[Natural-language object grounding data]
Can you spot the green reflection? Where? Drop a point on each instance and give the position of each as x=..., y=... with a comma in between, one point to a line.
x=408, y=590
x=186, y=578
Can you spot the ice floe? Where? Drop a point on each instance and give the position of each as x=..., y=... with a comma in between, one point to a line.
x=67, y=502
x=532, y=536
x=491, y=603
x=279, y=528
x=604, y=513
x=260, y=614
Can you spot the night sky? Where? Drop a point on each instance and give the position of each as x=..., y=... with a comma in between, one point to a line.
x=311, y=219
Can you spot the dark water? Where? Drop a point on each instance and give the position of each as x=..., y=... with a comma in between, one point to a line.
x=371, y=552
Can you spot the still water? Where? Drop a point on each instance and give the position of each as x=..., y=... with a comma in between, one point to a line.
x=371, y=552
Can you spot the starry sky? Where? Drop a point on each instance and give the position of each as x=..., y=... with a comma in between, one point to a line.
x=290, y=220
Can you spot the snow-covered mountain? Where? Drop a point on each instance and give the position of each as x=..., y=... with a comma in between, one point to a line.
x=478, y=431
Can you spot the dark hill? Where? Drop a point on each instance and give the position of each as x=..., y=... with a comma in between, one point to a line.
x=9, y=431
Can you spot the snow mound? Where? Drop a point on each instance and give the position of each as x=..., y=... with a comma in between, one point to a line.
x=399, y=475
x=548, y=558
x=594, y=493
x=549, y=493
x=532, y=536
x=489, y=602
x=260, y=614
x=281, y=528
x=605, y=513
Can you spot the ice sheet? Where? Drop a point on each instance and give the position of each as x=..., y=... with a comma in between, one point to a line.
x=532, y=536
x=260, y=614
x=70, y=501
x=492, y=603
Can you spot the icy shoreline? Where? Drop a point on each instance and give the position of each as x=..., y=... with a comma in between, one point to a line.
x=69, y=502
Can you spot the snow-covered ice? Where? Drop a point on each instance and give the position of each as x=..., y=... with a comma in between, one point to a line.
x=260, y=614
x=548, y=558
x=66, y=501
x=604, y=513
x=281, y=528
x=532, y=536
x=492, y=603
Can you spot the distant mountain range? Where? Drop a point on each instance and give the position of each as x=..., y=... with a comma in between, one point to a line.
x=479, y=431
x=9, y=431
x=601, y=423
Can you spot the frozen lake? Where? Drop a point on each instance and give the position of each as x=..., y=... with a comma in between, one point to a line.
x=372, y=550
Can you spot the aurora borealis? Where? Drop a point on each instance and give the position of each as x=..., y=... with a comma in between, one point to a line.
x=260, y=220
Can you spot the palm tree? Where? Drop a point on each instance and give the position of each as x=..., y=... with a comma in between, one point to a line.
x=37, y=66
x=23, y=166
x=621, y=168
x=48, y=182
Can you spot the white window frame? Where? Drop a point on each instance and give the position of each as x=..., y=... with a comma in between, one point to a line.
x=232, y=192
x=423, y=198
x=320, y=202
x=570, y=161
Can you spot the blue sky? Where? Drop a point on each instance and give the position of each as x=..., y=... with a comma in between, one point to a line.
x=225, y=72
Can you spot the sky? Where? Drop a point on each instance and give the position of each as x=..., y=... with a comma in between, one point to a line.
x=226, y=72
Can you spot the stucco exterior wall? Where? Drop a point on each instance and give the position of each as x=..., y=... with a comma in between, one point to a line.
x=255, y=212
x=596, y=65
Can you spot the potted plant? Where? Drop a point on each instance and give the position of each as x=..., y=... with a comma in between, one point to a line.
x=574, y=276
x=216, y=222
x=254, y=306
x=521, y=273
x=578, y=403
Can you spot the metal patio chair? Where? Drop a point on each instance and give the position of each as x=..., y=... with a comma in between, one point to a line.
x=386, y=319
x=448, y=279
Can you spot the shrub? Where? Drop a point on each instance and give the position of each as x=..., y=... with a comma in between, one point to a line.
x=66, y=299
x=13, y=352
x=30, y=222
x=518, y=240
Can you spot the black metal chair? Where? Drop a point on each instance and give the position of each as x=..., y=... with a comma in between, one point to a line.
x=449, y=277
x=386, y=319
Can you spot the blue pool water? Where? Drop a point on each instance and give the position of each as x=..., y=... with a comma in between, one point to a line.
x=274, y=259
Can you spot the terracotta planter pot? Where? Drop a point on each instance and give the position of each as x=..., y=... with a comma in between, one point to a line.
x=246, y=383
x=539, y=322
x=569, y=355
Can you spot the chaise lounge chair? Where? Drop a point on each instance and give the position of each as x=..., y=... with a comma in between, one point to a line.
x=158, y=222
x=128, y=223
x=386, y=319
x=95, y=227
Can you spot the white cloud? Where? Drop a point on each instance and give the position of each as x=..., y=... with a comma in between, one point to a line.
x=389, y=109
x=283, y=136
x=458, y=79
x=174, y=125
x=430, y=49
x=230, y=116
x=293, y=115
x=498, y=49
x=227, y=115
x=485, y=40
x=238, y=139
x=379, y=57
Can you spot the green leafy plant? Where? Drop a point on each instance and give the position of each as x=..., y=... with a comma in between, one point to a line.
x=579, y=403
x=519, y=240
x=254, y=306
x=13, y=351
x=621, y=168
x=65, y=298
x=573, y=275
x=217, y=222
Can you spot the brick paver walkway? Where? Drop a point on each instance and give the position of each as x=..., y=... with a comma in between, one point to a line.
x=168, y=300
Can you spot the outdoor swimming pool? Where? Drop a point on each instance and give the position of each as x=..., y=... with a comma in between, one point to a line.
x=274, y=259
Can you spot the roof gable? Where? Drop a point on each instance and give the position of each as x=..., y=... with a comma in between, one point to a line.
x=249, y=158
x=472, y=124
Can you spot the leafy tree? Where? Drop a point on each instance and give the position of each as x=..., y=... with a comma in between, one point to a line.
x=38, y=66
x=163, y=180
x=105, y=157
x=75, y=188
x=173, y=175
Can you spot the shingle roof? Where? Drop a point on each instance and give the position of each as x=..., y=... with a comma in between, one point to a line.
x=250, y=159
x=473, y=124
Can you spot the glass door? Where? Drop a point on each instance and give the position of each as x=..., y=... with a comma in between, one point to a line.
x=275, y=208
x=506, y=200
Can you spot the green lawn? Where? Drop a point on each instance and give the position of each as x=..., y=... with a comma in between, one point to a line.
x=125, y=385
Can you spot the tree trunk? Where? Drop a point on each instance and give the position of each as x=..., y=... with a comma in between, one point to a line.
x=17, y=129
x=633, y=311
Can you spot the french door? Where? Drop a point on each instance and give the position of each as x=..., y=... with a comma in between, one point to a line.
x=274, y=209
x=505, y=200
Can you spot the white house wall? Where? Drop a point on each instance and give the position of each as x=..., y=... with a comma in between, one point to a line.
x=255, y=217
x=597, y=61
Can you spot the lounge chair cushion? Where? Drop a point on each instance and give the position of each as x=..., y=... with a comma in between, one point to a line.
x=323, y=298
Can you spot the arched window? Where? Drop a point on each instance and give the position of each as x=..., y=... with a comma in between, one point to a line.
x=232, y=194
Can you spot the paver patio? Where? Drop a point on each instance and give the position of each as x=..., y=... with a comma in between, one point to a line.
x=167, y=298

> **Description of the task**:
Every record shown above should be set down again exactly.

> **Reply to the exercise**:
Can you spot the green reflection? Where? Drop a point on each instance and give the position of each as x=..., y=... with a comma in between, one point to a line.
x=408, y=590
x=186, y=578
Can you spot the ice floe? Where? Drop a point on each instance and give the position of each as x=..., y=... with a comma in between, one point to a line.
x=67, y=502
x=532, y=536
x=491, y=603
x=279, y=528
x=604, y=513
x=260, y=614
Can you spot the night sky? Where? Drop a point on each instance and give the position of each as x=..., y=... with a comma in between, one point to a line.
x=311, y=219
Can you spot the dark water? Where? Drop a point on each instance and give the position of each as x=..., y=... with a comma in between, one point to a line.
x=371, y=552
Can you spot the still water? Where? Drop a point on each instance and give the position of each as x=..., y=... with a comma in between, one point to a line.
x=371, y=552
Can you spot the starry sky? Where? Drop a point on each instance and give the position of each as x=..., y=... with a comma in between, one point to a line.
x=290, y=220
Can you spot the snow-covered mountain? Where? Drop a point on each instance and give the position of each as x=..., y=... with a comma in between, one point to a line.
x=478, y=431
Can you spot the dark hill? Where? Drop a point on each instance and give the position of each as x=..., y=... with a comma in between, one point to a line.
x=9, y=431
Can you spot the snow mound? Where? Drop a point on each instance and give the position of each as x=..., y=... with a comma in between, one point to a line.
x=399, y=475
x=548, y=558
x=594, y=493
x=549, y=493
x=532, y=536
x=489, y=602
x=260, y=614
x=281, y=528
x=605, y=513
Can you spot the ice sheet? Where? Drop a point on each instance and give the position of each as x=..., y=... with a comma in between, one point to a line.
x=532, y=536
x=260, y=614
x=70, y=501
x=492, y=603
Can you spot the icy shoreline? Where? Drop a point on each instance and give the position of each as x=..., y=... with a comma in between, one point to a line.
x=69, y=502
Can you spot the snow-covered ice? Where? Drop a point on each instance and give the position of each as x=..., y=... with a comma in between, one point to a line.
x=260, y=614
x=548, y=558
x=66, y=501
x=604, y=513
x=281, y=528
x=532, y=536
x=492, y=603
Can you spot the distant mountain range? Where? Drop a point on each instance and give the position of each as x=..., y=... with a comma in between, one point to a line.
x=479, y=431
x=9, y=431
x=601, y=423
Can you spot the frozen lake? Where? Drop a point on each instance and give the position of each as x=..., y=... with a comma in between, one point to a line.
x=372, y=550
Can you spot the aurora borealis? Where? Drop a point on each instance and give the position of each as x=..., y=... with a comma in between, one point to a line.
x=260, y=220
Can you spot the palm tree? Where? Drop a point on each instance and give the position of each as x=..., y=... with a comma in between, one point to a line.
x=37, y=66
x=23, y=166
x=621, y=168
x=48, y=182
Can you spot the white window frame? Where? Drop a point on each instance and give the position of each as x=..., y=... with a comma in between, one point to a line.
x=232, y=192
x=423, y=198
x=320, y=202
x=570, y=161
Can you spot the blue sky? Where? Drop a point on each instance and give the position of each as x=..., y=... with a comma in between, one point to a line.
x=225, y=72
Can you spot the sky? Where? Drop a point on each instance and give the position of each as x=..., y=... with a comma in between, one point to a line.
x=226, y=72
Can you spot the stucco exterior wall? Where? Drop a point on each instance and give the position of each as x=..., y=... with a comma in between, one point to a line.
x=255, y=212
x=596, y=65
Can you spot the potted plant? Where? Drop a point on each instance and give the position of each as x=..., y=... with a comma in between, one point to a line.
x=574, y=276
x=216, y=222
x=254, y=306
x=521, y=273
x=578, y=403
Can you spot the metal patio chair? Where? Drop a point on each instance and give the position of each as x=..., y=... with a comma in between, one point to a line.
x=386, y=319
x=448, y=279
Can you spot the shrub? Where? Drop a point on each instance and give the position of each as x=..., y=... with a comma in between, one point to a line.
x=66, y=299
x=13, y=352
x=30, y=222
x=518, y=240
Can you spot the black metal chair? Where? Drop a point on each instance and give the position of each as x=..., y=... with a comma in between, one point to a line.
x=449, y=277
x=386, y=319
Can you spot the blue pool water? Where? Drop a point on each instance and give the position of each as x=..., y=... with a comma in between, one point to a line.
x=274, y=259
Can you spot the terracotta planter pot? Where? Drop a point on each instance and give the position of each as x=..., y=... with a comma in between, one point to a line.
x=246, y=383
x=539, y=322
x=569, y=355
Can you spot the chaise lounge chair? Where? Drop a point on each instance and give the position of each as x=..., y=... with a comma in between, one point to a line.
x=158, y=222
x=128, y=223
x=386, y=319
x=95, y=227
Can you spot the white cloud? Where? Drop a point on each instance and give the position of each as x=..., y=... with a comma in between, one point to a line.
x=389, y=109
x=283, y=136
x=458, y=79
x=174, y=125
x=430, y=49
x=230, y=116
x=293, y=115
x=498, y=49
x=227, y=115
x=485, y=40
x=238, y=139
x=379, y=57
Can you spot the green leafy plant? Where? Drop a point on each instance and give the position of each as x=..., y=... with a comma in between, one point to a line.
x=579, y=403
x=519, y=240
x=254, y=306
x=13, y=351
x=621, y=168
x=65, y=298
x=573, y=275
x=217, y=222
Can you spot the brick paver walkway? Where? Drop a point on each instance and give the position of each as x=..., y=... with a comma in between, one point to a line.
x=168, y=300
Can you spot the outdoor swimming pool? Where? Drop a point on each instance and give the position of each as x=..., y=... with a comma in between, one point to a line.
x=274, y=259
Can you spot the roof gable? Where? Drop a point on each instance and give the position of each as x=..., y=... with a comma in between, one point to a line.
x=249, y=158
x=472, y=124
Can you spot the leafy tree? Where? Drop a point on each instance and give the position of each as x=..., y=... with a comma in between, one point to a line.
x=38, y=66
x=163, y=180
x=105, y=157
x=75, y=188
x=173, y=175
Can you spot the shingle roof? Where? Drop a point on each instance and give the position of each as x=..., y=... with a comma in between, one point to a line.
x=250, y=159
x=473, y=124
Can you spot the glass door? Where? Drop a point on each instance and give the position of each as x=..., y=... with a comma in between, one point to a line.
x=275, y=208
x=506, y=200
Can you spot the green lawn? Where? Drop a point on each instance and give the position of each as x=..., y=... with a comma in between, one point to a line.
x=125, y=385
Can you spot the tree trunk? Where? Drop a point on each instance and give the position of each as x=..., y=... with a comma in between, one point to a line.
x=17, y=129
x=633, y=311
Can you spot the french door? Where? Drop a point on each instance and give the position of each as x=..., y=... with a comma in between, one point to a line.
x=274, y=209
x=505, y=200
Can you spot the white house wall? Where? Drop a point on each instance and give the position of each as x=..., y=... with a comma in between, one point to a line.
x=255, y=217
x=597, y=61
Can you spot the lounge chair cushion? Where? Drop a point on each instance and give the position of each as x=..., y=... with a comma in between, one point to a line.
x=323, y=298
Can you spot the arched window? Where? Drop a point on each instance and give the position of each as x=..., y=... with a comma in between, one point to a line.
x=232, y=194
Can you spot the paver patio? Where? Drop a point on each instance and give the position of each as x=..., y=... with a comma in between, one point to a line.
x=167, y=298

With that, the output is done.